- Problem description: Where the string "windshield" appears in a line of the data, show that line.

- Given data:
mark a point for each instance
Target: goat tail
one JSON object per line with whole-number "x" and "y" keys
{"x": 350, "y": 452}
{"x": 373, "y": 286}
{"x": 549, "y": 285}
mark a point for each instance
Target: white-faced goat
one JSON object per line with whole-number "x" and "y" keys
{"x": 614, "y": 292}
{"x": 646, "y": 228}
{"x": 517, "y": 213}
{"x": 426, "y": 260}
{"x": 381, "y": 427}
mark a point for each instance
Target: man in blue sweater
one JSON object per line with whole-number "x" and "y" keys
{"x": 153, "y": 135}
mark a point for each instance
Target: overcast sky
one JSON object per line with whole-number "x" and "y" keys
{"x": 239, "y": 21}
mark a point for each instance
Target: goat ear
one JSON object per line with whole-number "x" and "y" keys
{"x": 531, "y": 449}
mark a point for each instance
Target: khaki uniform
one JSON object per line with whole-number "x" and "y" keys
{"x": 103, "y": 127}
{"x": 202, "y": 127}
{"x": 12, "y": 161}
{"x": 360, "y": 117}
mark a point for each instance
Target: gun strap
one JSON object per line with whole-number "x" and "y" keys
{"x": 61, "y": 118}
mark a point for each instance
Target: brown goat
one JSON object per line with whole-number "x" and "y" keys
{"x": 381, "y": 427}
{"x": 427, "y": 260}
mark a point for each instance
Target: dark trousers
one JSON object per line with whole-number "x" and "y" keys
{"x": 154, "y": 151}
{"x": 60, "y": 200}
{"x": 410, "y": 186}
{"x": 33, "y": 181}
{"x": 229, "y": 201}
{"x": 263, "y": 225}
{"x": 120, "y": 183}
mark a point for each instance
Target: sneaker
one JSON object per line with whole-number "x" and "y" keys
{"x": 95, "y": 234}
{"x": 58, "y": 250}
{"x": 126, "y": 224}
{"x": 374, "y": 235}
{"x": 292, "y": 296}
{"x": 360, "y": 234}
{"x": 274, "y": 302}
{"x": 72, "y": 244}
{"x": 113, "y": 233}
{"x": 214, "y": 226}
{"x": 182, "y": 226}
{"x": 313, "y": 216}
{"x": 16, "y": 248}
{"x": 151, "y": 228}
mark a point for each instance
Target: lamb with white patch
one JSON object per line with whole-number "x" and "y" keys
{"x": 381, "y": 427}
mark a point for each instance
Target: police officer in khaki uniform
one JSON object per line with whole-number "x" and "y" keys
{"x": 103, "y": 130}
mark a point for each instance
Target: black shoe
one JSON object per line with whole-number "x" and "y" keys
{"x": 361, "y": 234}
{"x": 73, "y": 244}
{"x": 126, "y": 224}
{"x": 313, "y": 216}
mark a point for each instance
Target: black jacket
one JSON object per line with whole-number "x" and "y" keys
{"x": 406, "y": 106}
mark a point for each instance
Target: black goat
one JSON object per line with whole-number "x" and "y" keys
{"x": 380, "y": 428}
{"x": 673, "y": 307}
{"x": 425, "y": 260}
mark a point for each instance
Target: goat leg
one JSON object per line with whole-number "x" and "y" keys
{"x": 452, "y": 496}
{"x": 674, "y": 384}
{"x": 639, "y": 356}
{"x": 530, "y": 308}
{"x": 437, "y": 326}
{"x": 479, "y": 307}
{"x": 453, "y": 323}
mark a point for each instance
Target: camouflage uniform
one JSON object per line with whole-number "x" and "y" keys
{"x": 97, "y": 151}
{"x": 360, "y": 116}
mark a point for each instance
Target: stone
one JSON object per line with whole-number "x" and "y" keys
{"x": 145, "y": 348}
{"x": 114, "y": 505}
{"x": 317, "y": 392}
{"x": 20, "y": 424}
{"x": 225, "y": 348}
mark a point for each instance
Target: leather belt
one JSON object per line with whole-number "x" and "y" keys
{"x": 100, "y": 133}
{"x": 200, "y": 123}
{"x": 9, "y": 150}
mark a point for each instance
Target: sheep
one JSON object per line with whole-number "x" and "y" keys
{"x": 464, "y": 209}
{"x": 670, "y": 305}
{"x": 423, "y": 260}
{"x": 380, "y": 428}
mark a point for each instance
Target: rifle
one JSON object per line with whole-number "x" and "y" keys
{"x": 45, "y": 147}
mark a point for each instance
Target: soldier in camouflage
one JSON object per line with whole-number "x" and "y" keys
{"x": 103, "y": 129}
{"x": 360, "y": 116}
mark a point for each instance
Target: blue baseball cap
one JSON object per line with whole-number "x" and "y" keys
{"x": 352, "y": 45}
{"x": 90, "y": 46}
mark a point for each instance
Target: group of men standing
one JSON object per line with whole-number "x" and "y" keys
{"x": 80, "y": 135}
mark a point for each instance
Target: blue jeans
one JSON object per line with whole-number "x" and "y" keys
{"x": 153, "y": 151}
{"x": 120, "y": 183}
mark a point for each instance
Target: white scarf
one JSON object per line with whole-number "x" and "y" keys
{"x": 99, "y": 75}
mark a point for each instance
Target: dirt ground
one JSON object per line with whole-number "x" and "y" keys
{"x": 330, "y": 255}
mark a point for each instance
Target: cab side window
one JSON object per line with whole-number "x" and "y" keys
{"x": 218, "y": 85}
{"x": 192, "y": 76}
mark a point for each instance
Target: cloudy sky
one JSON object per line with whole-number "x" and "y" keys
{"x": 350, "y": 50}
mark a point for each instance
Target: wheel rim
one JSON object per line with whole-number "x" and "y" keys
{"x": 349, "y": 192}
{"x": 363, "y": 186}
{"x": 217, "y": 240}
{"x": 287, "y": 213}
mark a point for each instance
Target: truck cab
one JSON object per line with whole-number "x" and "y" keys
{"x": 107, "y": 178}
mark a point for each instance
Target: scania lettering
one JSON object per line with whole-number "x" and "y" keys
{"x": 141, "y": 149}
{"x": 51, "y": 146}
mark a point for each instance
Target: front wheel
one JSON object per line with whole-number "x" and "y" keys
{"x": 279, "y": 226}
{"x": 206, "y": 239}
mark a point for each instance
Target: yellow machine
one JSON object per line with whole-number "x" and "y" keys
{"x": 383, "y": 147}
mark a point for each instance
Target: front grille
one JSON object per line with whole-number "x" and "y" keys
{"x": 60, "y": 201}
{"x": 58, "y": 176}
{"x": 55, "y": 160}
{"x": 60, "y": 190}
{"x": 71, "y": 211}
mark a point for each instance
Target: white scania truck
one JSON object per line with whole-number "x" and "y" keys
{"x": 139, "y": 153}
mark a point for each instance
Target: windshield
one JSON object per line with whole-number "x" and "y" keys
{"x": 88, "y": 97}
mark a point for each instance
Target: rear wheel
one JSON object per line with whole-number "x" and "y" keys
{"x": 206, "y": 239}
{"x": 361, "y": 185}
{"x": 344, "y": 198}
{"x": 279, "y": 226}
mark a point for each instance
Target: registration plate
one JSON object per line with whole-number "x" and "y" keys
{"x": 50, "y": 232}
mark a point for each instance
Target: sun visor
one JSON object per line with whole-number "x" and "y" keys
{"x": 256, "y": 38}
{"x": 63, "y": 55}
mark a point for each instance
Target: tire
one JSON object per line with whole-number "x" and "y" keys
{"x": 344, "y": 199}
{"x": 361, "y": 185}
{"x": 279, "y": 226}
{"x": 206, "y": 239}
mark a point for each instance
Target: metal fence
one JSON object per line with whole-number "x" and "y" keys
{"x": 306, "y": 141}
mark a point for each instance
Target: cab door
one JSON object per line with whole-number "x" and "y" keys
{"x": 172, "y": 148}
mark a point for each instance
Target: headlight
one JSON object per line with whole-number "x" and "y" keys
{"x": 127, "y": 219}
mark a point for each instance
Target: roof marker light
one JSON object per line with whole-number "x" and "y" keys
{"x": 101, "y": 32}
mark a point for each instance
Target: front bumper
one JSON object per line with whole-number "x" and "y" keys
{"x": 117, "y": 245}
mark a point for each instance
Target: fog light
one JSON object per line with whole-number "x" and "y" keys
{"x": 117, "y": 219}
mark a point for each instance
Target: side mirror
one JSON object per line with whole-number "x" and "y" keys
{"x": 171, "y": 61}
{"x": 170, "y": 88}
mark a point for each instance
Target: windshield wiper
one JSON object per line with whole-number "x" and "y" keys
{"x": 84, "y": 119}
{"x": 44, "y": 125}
---
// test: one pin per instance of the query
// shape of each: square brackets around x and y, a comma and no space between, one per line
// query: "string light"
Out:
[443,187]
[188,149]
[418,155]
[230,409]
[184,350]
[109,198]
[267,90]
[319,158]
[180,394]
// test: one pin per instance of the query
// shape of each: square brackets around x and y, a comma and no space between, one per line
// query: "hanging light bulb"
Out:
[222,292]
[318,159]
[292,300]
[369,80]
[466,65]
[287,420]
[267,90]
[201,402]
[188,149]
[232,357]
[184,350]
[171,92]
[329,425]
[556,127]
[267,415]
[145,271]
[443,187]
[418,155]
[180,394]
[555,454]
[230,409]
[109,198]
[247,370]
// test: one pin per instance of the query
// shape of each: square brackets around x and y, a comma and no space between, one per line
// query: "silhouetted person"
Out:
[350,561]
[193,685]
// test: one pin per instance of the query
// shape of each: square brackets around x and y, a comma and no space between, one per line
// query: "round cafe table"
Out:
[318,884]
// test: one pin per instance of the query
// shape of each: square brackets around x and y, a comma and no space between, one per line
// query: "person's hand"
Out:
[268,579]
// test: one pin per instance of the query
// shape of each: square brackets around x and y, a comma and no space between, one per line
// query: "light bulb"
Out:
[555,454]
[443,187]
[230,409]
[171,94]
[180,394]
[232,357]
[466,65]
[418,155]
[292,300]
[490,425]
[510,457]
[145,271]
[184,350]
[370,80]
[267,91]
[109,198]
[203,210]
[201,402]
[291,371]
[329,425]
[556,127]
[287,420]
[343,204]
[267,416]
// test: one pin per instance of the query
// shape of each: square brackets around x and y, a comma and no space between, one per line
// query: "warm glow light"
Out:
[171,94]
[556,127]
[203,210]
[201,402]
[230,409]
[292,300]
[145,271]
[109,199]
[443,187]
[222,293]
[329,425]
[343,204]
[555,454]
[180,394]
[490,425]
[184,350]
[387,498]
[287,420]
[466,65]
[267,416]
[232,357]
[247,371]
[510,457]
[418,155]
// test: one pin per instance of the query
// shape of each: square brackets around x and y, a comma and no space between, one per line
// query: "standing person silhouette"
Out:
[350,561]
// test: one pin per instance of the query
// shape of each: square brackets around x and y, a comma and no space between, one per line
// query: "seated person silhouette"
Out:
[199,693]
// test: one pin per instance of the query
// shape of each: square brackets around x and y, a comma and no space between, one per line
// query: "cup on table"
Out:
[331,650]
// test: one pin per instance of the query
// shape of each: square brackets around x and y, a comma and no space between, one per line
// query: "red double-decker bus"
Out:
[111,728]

- Answer:
Target: windshield
Target: windshield wiper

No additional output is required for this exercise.